* **Action item**
Please print, exactly, only the lines in the entries below from the line that has "Target: cat's nose" through the line that has "Target: pedestrian in dark jacket". Pictures don't go in.

* **Material shown**
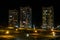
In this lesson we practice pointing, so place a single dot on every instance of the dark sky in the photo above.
(36, 6)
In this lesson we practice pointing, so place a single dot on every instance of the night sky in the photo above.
(36, 9)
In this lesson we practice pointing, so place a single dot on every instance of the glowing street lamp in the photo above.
(7, 32)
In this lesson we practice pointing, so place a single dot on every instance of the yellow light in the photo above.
(7, 32)
(16, 29)
(27, 35)
(53, 33)
(35, 31)
(51, 29)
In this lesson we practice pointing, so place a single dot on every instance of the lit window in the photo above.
(16, 26)
(24, 22)
(10, 16)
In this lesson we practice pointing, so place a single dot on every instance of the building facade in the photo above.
(47, 17)
(13, 18)
(26, 17)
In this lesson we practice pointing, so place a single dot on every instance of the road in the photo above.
(29, 33)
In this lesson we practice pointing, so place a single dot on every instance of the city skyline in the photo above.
(36, 12)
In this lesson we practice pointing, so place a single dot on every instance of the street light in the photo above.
(7, 32)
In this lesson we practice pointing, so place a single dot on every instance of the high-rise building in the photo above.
(47, 17)
(13, 18)
(26, 17)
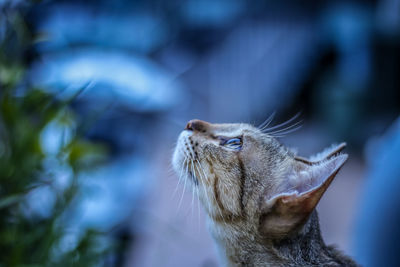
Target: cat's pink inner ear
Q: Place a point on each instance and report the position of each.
(288, 210)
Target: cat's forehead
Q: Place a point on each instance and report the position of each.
(233, 129)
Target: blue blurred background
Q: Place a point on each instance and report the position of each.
(150, 66)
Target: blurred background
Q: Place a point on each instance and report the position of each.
(93, 95)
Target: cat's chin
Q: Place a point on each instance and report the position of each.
(178, 158)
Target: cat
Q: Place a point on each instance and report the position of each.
(259, 196)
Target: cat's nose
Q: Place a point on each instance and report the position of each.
(197, 125)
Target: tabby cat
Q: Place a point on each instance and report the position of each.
(259, 196)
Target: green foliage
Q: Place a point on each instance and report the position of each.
(28, 236)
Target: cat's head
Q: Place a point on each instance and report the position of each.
(245, 175)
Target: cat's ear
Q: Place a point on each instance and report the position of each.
(306, 183)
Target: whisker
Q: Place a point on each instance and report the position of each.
(282, 124)
(282, 134)
(184, 188)
(180, 178)
(298, 123)
(267, 121)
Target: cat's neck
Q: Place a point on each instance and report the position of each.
(304, 249)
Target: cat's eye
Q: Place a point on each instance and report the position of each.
(233, 143)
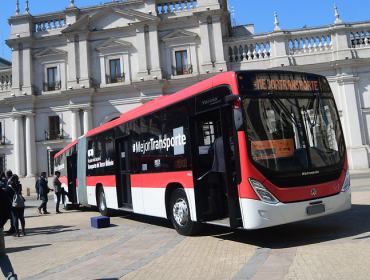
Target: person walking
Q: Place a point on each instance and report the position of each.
(15, 188)
(3, 181)
(5, 264)
(58, 190)
(37, 187)
(44, 190)
(8, 175)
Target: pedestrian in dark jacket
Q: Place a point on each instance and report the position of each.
(15, 187)
(37, 187)
(58, 190)
(8, 175)
(5, 264)
(44, 190)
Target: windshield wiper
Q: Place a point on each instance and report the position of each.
(275, 102)
(316, 109)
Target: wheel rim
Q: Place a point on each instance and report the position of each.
(101, 201)
(181, 212)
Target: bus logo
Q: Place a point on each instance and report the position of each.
(313, 192)
(90, 153)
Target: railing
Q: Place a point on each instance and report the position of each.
(51, 86)
(176, 6)
(182, 69)
(55, 134)
(50, 21)
(49, 25)
(6, 82)
(360, 38)
(248, 50)
(320, 41)
(115, 78)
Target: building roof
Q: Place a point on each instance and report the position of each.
(4, 63)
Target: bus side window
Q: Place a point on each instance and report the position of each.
(135, 165)
(175, 129)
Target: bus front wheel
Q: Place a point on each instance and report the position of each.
(102, 204)
(180, 214)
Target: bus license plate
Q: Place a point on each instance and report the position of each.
(315, 209)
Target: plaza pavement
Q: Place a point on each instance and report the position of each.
(65, 246)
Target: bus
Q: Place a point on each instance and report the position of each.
(285, 157)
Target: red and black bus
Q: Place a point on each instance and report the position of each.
(288, 164)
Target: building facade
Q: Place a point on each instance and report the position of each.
(76, 69)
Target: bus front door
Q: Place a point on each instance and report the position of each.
(216, 192)
(123, 173)
(72, 177)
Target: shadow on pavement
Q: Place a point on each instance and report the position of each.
(48, 230)
(23, 248)
(348, 224)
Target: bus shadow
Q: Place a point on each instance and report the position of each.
(48, 230)
(10, 250)
(350, 224)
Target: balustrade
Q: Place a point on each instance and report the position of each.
(360, 38)
(49, 25)
(176, 6)
(309, 44)
(249, 51)
(5, 82)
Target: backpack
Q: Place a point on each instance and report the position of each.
(18, 199)
(5, 208)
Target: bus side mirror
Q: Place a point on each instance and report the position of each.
(238, 119)
(237, 112)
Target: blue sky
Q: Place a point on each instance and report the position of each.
(291, 14)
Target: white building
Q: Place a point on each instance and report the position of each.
(76, 69)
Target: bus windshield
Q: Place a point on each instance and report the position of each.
(293, 133)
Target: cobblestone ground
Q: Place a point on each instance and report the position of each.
(65, 246)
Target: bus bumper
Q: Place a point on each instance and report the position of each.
(257, 214)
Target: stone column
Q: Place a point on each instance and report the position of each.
(31, 146)
(72, 71)
(87, 119)
(141, 46)
(204, 36)
(218, 44)
(76, 127)
(16, 73)
(154, 52)
(19, 159)
(27, 67)
(356, 149)
(84, 61)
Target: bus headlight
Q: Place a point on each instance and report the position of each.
(263, 193)
(346, 182)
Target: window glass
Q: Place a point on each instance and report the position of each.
(176, 135)
(151, 136)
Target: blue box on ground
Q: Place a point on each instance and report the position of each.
(100, 222)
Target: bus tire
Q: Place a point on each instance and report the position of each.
(180, 214)
(102, 204)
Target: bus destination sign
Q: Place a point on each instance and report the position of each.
(278, 81)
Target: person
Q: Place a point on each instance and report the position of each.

* **Task response**
Target: cat's nose
Q: Place a point on each instance and report the position of each.
(197, 125)
Target: tabby cat
Q: Place a point on each instance and report the position of each.
(259, 196)
Target: green foliage
Q: Place a point on each instance and report the position of each.
(28, 236)
Target: cat's head
Q: Place a point on each instance and report the position of each.
(245, 175)
Target: cat's ear
Q: Place a point on each instance and report the position of each.
(306, 183)
Target: whisker
Q: Place a point on each instance and report the position of each.
(282, 124)
(282, 134)
(184, 188)
(180, 178)
(298, 123)
(267, 121)
Target: cat's neck
Q: Place a point on each instance and report the position of each.
(304, 249)
Target: cat's eye
Q: Place a point on each instance and report the position of each.
(233, 143)
Target: person walking
Q: Place a point on each instance and report the position of each.
(15, 188)
(3, 181)
(5, 264)
(58, 190)
(37, 187)
(44, 190)
(8, 175)
Target: pedestrian in dark jacket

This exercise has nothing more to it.